_Do this_
Reproduce every line of the records below exactly, leaving out the pictures.

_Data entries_
>> START

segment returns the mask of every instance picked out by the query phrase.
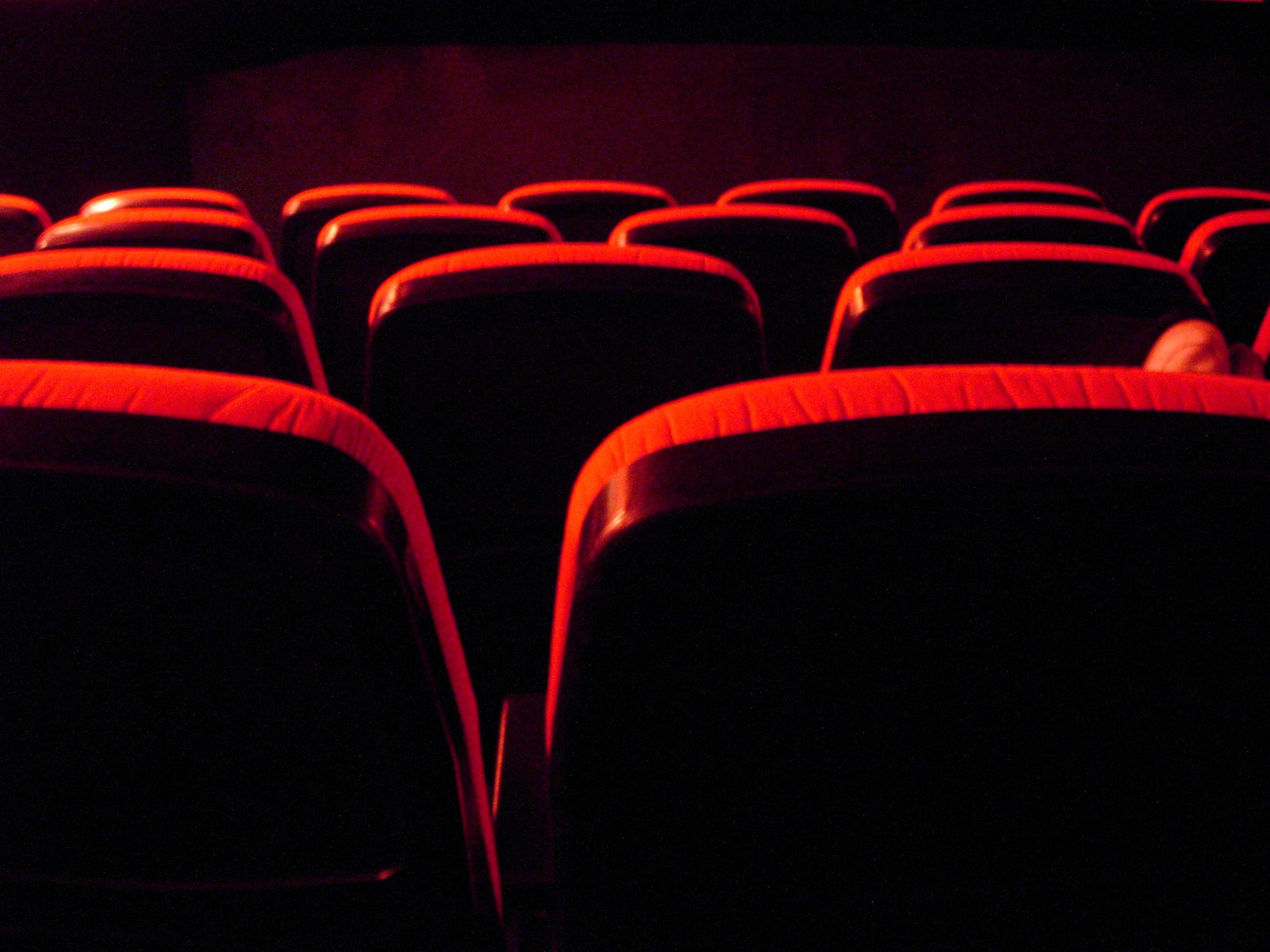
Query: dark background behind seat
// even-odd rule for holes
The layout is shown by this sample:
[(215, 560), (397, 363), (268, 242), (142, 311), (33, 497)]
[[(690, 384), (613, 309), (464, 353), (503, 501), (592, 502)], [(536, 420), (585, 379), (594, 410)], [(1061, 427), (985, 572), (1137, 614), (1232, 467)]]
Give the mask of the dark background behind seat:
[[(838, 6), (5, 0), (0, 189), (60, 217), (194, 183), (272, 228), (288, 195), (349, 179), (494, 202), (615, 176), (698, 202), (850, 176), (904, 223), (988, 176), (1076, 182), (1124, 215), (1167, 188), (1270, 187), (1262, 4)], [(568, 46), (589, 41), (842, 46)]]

>> END

_Reply_
segment returns the mask of every instance picked out by the query phrase.
Query: dark background behind seat
// even-odd rule for holes
The layout is shown by this sample:
[(215, 560), (397, 363), (268, 242), (142, 311), (33, 497)]
[[(690, 384), (613, 309), (464, 353), (503, 501), (592, 502)], [(536, 420), (585, 379), (594, 410)], [(1061, 427), (985, 572), (1137, 614), (1232, 467)]]
Give the mask of the dark background behind seat:
[[(838, 6), (5, 0), (0, 189), (60, 217), (194, 183), (272, 228), (288, 195), (349, 179), (494, 202), (615, 176), (698, 202), (850, 176), (904, 223), (988, 176), (1076, 182), (1124, 215), (1167, 188), (1270, 187), (1262, 4)], [(568, 46), (589, 41), (842, 46)]]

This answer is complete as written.